▸ ARBEITSAUFTRAG 1: Wie lautet der Satz „Im konkreten Fall ist der Kläger ein Verbraucherverband.“ aus dem Text zum Versandkosten-Urteil auf Englisch?
▸ ARBEITSAUFTRAG 2: Führen Sie den Text zum Versandkosten-Urteil im Anschluss an seinen letzten Satz weiter.

Der Bundesgerichtshof (BGH) hat mit seinem Urteil vom 7. Juli 2010 (VIII ZR 268/07) entschieden, dass ein Online-Händler (Verkäufer von Waren im Fernabsatzgeschäft) einen Verbraucher nicht mit den Versandkosten für die Zusendung der Ware an den Verbraucher belasten darf, wenn dieser von seinem Widerrufs- oder Rückgaberecht Gebrauch macht. Oder anders ausgedrückt: Schickt ein Kunde im Rahmen seines Widerrufsrechts die Ware zurück, müssen ihm auch die ursprünglichen Versandkosten zurückerstattet werden.
Im konkreten Fall ist der Kläger ein Verbraucherverband. Das beklagte Versandhandelsunternehmen stellte ihren Kunden bisher für die Zusendung der Ware einen Versandkostenanteil von pauschal 4,95 Euro pro Bestellung in Rechnung. Der klagende Verbraucherverband nimmt nun den beklagten Händler auf Unterlassung der Erhebung solcher Kosten nach Ausübung des Widerrufs- oder Rückgaberechts bei Fernabsatzgeschäften in Anspruch. Schon das erstinstanzlich angerufene Landgericht Karlsruhe hatte der Klage stattgegeben. Das vom Händler angerufene Oberlandesgericht gab ebenfalls dem Verbraucherverband recht und wies die Berufung zurück, woraufhin der Beklagte beim BGH vorstellig wurde.

▸ EINGABEDATEN:
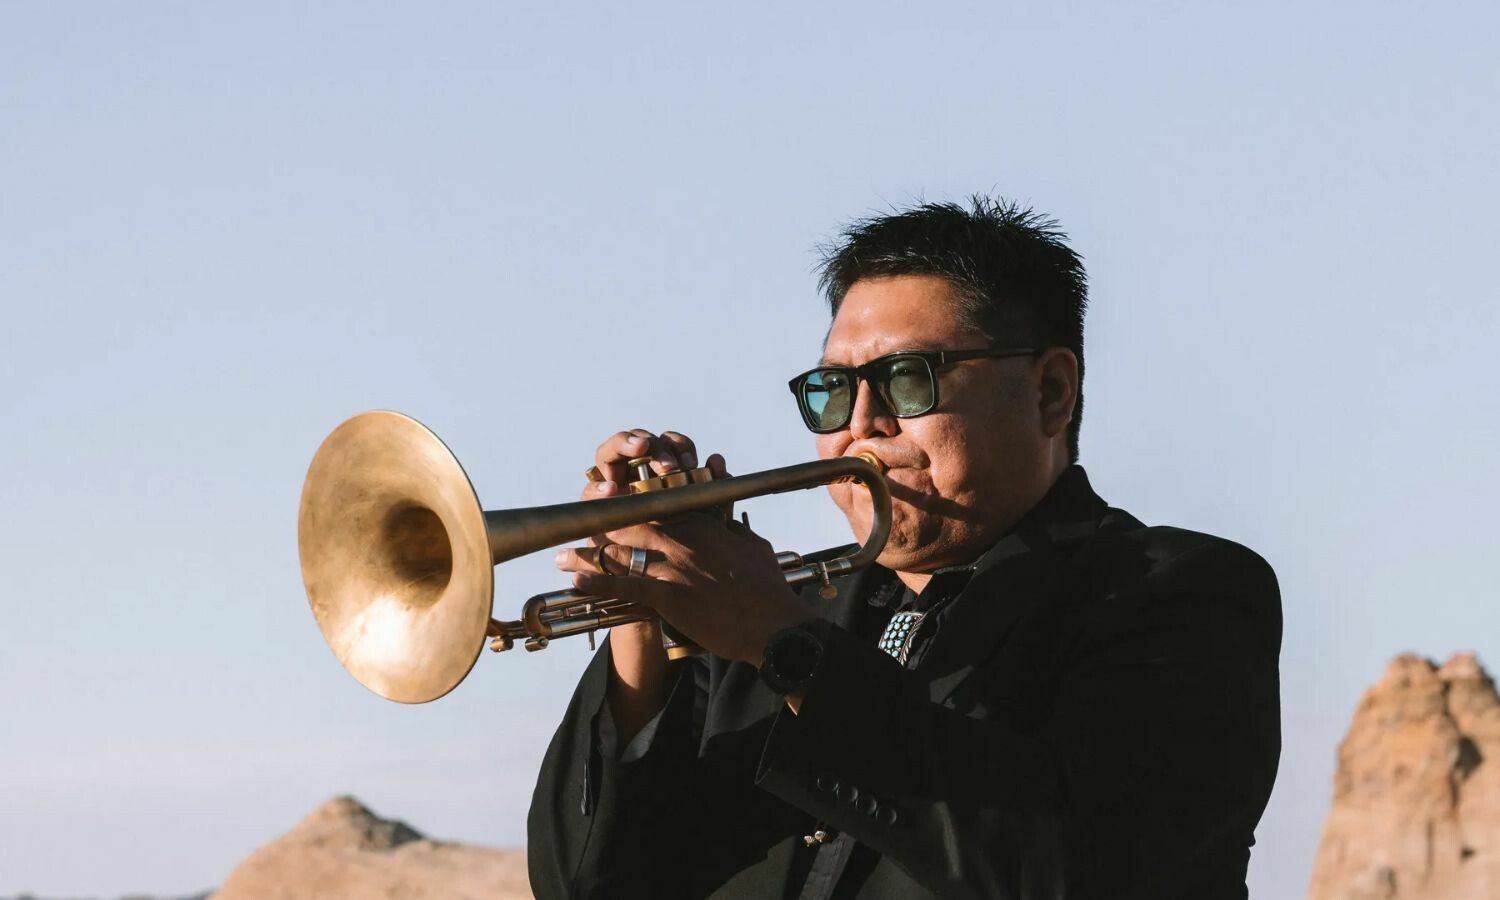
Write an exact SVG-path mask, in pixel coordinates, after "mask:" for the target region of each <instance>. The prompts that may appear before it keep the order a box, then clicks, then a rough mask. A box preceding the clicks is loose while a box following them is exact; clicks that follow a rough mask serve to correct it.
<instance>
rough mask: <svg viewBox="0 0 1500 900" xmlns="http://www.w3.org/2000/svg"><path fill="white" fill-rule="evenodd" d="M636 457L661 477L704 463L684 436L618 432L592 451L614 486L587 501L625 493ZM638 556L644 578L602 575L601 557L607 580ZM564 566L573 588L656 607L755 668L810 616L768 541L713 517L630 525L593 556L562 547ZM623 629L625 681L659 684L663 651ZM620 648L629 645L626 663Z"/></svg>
mask: <svg viewBox="0 0 1500 900" xmlns="http://www.w3.org/2000/svg"><path fill="white" fill-rule="evenodd" d="M640 456H652V458H654V462H652V468H654V469H655V471H658V472H666V471H672V469H675V468H693V466H696V465H697V462H696V456H697V455H696V450H694V447H693V443H691V441H690V440H687V438H685V437H682V435H679V434H675V432H666V434H663V435H661V437H660V438H657V437H655V435H651V434H649V432H645V431H634V432H619V434H616V435H613V437H612V438H610V440H607V441H604V444H601V446H600V449H598V453H597V455H595V465H597V466H598V469H600V472H601V474H604V477H606V478H607V480H606V481H598V483H595V484H591V486H589V487H588V489H585V496H588V495H592V496H594V498H601V496H615V495H616V493H619V490H621V487H619V481H622V480H624V478H625V477H627V475H625V462H627V460H628V459H634V458H640ZM708 466H709V468H711V469H712V471H714V475H715V477H723V475H724V474H726V471H724V462H723V458H720V456H717V455H714V456H711V458H709V459H708ZM631 549H642V550H646V567H645V574H643V576H640V577H633V576H627V574H600V573H598V568H597V564H595V553H597V552H601V553H604V556H606V558H607V559H606V561H604V565H606V568H607V570H609V571H610V573H624V571H627V570H628V567H630V550H631ZM558 568H562V570H564V571H573V573H574V574H573V585H574V586H576V588H577V589H580V591H585V592H588V594H594V595H598V597H616V598H619V600H627V601H634V603H642V604H645V606H649V607H651V609H655V610H657V612H658V613H660V615H661V618H664V619H666V621H669V622H672V624H673V625H675V627H678V628H679V630H681V631H682V633H684V634H687V636H688V637H691V639H693V640H696V642H697V643H700V645H702V646H703V648H705V649H708V651H709V652H714V654H717V655H720V657H724V658H729V660H739V661H747V663H751V664H756V666H759V664H760V654H762V651H763V648H765V642H766V639H768V637H769V636H771V634H774V633H775V631H778V630H780V628H784V627H787V625H793V624H796V622H802V621H807V619H808V618H813V613H811V610H810V609H807V607H805V606H804V604H802V603H801V600H799V598H798V597H796V594H795V592H793V591H792V588H790V586H789V585H787V583H786V579H784V577H783V576H781V568H780V565H778V564H777V561H775V552H774V550H772V549H771V544H769V543H766V541H765V540H763V538H760V537H757V535H756V534H753V532H750V531H748V529H747V528H744V526H739V525H727V523H724V522H723V520H721V519H718V517H717V516H714V514H711V513H691V514H687V516H679V517H676V519H673V520H670V522H660V523H649V525H634V526H630V528H624V529H621V531H615V532H610V534H607V535H604V543H603V546H601V547H598V549H597V550H595V549H585V550H559V552H558ZM634 628H637V630H645V628H648V625H634ZM621 631H622V628H615V630H613V633H612V636H610V646H612V648H615V652H616V663H615V664H616V675H618V676H619V679H621V681H625V682H628V681H631V676H633V675H646V676H648V678H649V675H651V673H652V672H649V670H654V673H655V681H657V682H660V679H661V675H660V673H661V672H664V654H663V652H661V651H660V643H657V645H655V648H654V649H652V648H648V646H645V634H643V633H639V631H637V633H636V634H634V636H631V639H630V640H625V642H618V637H616V636H619V634H621ZM619 643H630V645H631V646H630V649H627V654H625V655H624V658H622V657H621V654H619V649H621V646H619ZM657 660H660V664H661V667H660V669H657ZM636 666H639V669H637V667H636ZM627 669H630V670H627ZM648 669H649V670H648Z"/></svg>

▸ ANTWORTFELD 1: In the specific case, the plaintiff is a consumer association.

▸ ANTWORTFELD 2:
Aber der VIII. Zivilsenat des BGH setzte das Revisionsverfahren aus und legte stattdessen dem Gerichtshof der Europäischen Union (EuGH) die Frage zur Vorabentscheidung vor, ob die Richtlinie 97/7/EG des Europäischen Parlaments und des Rates vom 20. Mai 1997 über den Verbraucherschutz bei Vertragsabschlüssen im Fernabsatz (Fernabsatz-Richtlinie) einer nationalen Regelung entgegensteht, nach der die Kosten der Zusendung der Waren auch dann dem Verbraucher auferlegt werden können, wenn er den Vertrag widerrufen hat – mithin die EU-Regelung also die Rückerstattung der Zusendekosten im Falle eines Widerrufs vorschreibt.
Der EuGH bejahte die Frage. Die europäischen Richter begründeten das damit, dass Artikel 6 der europäischen Fernabsatz-Richtlinie eindeutig das Ziel habe, dem Verbraucher die Ausübung seines Widerrufsrechts zu erleichtern. Dem liefe aber eine nationale Regelung, die dem Verbraucher im Fall eines solchen Widerrufs die Kosten der Zusendung in Rechnung stellt, zuwider (EuGH, Urteil vom 15. April 2010 – Rs. C-511/08, NJW 2010, 1941).
Daraus wiederum leitete der BGH nun ab, dass dem Verbraucher nach dem Widerruf eines Fernabsatzvertrages ein Anspruch auf Rückgewähr geleisteter Hinsendekosten zusteht. Dementsprechend sei es Verkäufern von Waren im Fernabsatzgeschäft verwehrt, Verbrauchern die Kosten für die Hinsendung der von ihnen vertriebenen Waren auch dann aufzuerlegen, wenn diese von ihrem Widerrufs- oder Rückgaberecht Gebrauch machen, so die BGH-Richter.
Urteile/Beschlüsse zum Fall:
- Landgericht Karlsruhe, Urteil vom 19. Dezember 2005 – 10 O 794/05 (MMR 2006, 245)
- Oberlandesgericht Karlsruhe, Urteil vom 5. September 2007 – 15 U 226/06 (WM 2008, 419 = MMR 2008, 46)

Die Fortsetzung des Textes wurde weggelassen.